== Materials provided ==
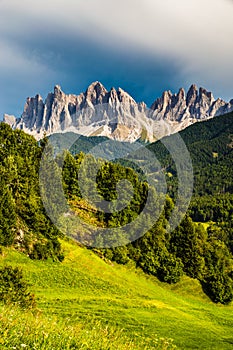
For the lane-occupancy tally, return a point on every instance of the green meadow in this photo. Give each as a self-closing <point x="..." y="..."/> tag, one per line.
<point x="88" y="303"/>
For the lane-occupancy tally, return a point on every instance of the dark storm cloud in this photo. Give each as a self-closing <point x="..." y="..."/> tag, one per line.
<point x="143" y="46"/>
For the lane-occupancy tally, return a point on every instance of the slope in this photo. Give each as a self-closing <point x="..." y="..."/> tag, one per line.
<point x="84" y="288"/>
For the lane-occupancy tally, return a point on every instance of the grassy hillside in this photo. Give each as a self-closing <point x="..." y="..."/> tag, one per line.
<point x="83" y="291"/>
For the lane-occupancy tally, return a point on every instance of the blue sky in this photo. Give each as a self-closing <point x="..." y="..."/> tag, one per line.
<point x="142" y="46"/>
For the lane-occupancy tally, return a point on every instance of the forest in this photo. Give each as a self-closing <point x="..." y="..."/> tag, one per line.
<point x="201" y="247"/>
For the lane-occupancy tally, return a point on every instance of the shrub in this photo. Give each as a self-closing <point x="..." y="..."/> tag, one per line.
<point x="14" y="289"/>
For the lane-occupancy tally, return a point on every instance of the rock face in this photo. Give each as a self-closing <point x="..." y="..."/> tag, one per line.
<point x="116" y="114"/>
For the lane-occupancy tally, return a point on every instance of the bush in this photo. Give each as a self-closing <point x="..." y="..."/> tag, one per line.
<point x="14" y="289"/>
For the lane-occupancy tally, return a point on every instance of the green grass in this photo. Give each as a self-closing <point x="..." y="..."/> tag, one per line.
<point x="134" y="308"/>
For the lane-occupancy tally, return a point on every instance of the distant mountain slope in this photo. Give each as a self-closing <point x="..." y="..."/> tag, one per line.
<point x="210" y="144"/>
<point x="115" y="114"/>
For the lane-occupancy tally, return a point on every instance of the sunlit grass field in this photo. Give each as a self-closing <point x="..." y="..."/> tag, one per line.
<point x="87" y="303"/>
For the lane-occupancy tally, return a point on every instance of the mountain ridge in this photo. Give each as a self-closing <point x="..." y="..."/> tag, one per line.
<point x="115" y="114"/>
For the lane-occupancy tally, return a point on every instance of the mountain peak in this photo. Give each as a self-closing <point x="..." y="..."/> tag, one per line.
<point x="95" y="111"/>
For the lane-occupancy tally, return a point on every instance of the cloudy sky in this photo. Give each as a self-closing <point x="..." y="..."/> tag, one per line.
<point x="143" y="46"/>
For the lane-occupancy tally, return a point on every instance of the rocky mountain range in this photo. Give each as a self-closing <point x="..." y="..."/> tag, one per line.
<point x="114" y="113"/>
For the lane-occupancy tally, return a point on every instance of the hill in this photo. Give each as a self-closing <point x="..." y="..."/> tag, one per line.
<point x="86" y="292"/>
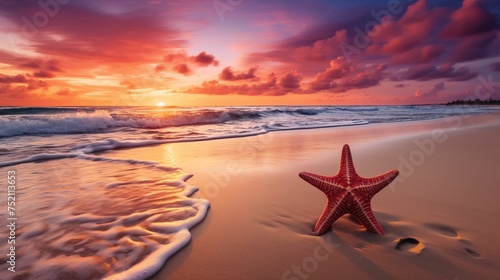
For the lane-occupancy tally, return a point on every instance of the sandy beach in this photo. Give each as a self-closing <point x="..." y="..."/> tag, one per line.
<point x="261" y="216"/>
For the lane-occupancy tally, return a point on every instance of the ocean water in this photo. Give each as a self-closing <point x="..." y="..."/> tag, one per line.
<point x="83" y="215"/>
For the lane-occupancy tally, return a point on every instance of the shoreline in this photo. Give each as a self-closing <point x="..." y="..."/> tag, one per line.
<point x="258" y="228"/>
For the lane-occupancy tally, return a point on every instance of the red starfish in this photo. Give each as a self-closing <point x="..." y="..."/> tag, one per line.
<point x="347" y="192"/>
===
== Materials provided ==
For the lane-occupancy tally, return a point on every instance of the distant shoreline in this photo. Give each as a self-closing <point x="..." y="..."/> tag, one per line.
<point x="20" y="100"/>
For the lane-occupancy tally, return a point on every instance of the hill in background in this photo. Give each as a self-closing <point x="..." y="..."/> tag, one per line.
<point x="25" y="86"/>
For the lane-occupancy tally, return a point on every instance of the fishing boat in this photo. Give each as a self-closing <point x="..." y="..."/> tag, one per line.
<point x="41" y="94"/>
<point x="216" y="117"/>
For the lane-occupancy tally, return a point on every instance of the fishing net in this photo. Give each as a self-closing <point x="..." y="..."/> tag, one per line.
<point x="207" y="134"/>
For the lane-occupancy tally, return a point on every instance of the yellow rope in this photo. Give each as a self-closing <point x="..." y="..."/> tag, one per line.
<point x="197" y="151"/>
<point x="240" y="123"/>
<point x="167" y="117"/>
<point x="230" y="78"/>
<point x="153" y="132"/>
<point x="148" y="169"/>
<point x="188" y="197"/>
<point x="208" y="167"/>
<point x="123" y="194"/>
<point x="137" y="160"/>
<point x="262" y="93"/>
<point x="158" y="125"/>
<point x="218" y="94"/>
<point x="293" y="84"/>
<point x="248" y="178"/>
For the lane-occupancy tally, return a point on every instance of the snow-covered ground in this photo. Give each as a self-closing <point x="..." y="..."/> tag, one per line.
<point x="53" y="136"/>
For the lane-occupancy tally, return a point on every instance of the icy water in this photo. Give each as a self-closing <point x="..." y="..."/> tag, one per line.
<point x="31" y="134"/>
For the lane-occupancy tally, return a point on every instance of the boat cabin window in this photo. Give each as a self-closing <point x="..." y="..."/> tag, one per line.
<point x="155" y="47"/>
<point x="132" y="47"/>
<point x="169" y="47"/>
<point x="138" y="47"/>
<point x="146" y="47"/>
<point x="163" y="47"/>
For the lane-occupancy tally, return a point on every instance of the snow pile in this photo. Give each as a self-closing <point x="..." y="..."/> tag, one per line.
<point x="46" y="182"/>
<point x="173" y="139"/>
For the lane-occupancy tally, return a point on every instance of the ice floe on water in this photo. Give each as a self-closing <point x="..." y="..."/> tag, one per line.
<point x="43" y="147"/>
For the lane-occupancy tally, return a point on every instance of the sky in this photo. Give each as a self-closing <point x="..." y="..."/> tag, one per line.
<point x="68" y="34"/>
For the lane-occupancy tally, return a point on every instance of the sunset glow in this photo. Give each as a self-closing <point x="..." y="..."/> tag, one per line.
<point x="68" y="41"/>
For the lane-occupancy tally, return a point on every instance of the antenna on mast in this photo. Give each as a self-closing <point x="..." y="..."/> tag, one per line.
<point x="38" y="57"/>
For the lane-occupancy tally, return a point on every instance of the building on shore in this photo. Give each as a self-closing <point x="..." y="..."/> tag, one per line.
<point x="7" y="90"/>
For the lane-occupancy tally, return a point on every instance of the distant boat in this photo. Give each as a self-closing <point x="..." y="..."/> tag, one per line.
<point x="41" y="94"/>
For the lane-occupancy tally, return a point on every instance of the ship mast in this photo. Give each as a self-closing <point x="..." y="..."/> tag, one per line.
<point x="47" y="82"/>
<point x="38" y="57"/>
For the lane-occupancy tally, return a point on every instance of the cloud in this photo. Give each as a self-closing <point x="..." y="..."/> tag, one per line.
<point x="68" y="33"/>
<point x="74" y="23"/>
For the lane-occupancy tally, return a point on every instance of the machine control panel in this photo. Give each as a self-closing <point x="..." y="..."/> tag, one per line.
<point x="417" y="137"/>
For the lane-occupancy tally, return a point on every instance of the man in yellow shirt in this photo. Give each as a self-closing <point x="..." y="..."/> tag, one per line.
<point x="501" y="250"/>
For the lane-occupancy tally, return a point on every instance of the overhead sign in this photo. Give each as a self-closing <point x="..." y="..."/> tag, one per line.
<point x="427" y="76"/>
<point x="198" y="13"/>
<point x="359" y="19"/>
===
= Job =
Report each line in the records that contains the string "snow".

= Solution to the exercise =
For the lane-occupancy tally, return a point on every instance of the snow-covered ground in this photo. Give each as a self-closing <point x="..." y="..."/> tag, one per line.
For the lane-occupancy tally, return a point on every instance of the snow pile in this photo. Give each as a self-closing <point x="..." y="..."/> tag, one per line.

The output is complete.